* [Given task 1] According to the XLV passage, why would you group several partitions into a logical volume instead of accessing one partition directly? Answer in one to three sentences.

* [Page extract]
You divide a disk into partitions with fx. You can see how a disk is partitioned with prtvtoc or fx.

XLV Logical Volumes

Although you can access a partition directly, video disk I/O often demands more storage or bandwidth than one disk partition can deliver. In this case you use XLV to group many partitions together into a logical volume using xlv_make. Here is the key example picture, stolen outright from the IRIX Admin: Disks and Filesystems IRIS InSight book:

Your disks, divided into partitions, appear at the bottom of this diagram. Like a file, a partition is an addressible object: it has a size, and you can think of reading or writing at any offset (or address) from zero up to its size. The lower three layers of XLV work by taking a group of addressible objects (partitions or other XLV addressible objects) and making them look like one addressible object. Each layer maps the address range of underlying objects into its own address range.

At the lowest layer of XLV, you group one or more partitions together into an addressible object called a volume element.

You can logically abut partitions by creating a multipartition volume element, meaning that as you access the volume element from beginning to end, you move across the first partition from beginning to end, then the second partition from beginning to end, etc. But this is boring.

* [Material provided]

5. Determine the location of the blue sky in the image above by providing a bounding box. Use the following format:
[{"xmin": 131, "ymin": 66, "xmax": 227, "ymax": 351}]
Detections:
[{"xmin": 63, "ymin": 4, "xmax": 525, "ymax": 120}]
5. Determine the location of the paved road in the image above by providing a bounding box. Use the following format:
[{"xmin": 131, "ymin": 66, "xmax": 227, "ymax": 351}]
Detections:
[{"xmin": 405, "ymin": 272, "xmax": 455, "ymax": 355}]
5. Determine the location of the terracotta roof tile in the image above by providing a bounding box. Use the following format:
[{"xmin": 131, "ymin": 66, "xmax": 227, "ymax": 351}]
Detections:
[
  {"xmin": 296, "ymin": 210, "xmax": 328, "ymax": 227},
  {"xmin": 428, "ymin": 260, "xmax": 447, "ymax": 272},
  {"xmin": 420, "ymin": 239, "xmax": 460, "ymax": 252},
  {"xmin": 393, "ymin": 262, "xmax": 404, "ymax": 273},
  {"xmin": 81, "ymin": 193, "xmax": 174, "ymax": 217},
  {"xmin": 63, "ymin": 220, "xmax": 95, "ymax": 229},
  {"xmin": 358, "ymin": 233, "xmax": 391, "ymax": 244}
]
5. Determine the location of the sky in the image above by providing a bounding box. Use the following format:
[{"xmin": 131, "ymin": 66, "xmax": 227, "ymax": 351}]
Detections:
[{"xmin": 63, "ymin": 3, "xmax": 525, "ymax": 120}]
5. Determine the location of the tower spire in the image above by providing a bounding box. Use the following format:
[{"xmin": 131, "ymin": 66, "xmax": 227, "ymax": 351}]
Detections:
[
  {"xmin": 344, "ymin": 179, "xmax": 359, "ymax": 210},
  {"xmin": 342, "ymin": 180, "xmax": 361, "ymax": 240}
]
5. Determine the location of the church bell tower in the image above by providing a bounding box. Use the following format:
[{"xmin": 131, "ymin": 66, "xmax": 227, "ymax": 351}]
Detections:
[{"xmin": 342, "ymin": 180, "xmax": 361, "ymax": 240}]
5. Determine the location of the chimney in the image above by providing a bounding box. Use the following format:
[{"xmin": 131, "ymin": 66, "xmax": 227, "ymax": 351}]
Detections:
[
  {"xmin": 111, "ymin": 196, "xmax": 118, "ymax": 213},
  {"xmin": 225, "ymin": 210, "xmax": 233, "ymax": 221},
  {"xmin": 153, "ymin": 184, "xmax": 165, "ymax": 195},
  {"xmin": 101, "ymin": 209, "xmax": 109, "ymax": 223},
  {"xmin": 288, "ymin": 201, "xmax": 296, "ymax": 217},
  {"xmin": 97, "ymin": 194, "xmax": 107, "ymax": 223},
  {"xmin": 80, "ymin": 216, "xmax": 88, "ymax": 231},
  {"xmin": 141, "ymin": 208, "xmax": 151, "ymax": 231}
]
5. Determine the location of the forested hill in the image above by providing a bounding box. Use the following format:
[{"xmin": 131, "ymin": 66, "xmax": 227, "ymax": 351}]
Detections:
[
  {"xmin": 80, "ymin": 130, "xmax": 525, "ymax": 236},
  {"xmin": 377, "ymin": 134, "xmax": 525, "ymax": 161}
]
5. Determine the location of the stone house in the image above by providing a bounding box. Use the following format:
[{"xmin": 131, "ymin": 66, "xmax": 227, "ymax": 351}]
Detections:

* [Given task 2] Extract every line of the entries that contains the string "tower", treating uppercase and lowercase as different.

* [Correct response 1] Video disk I/O often demands more storage or bandwidth than a single disk partition can deliver. XLV solves this by grouping many partitions into one logical volume with xlv_make.

* [Correct response 2]
5. Determine the location of the tower spire in the image above by providing a bounding box. Use the following format:
5. Determine the location of the church bell tower in the image above by providing a bounding box. Use the following format:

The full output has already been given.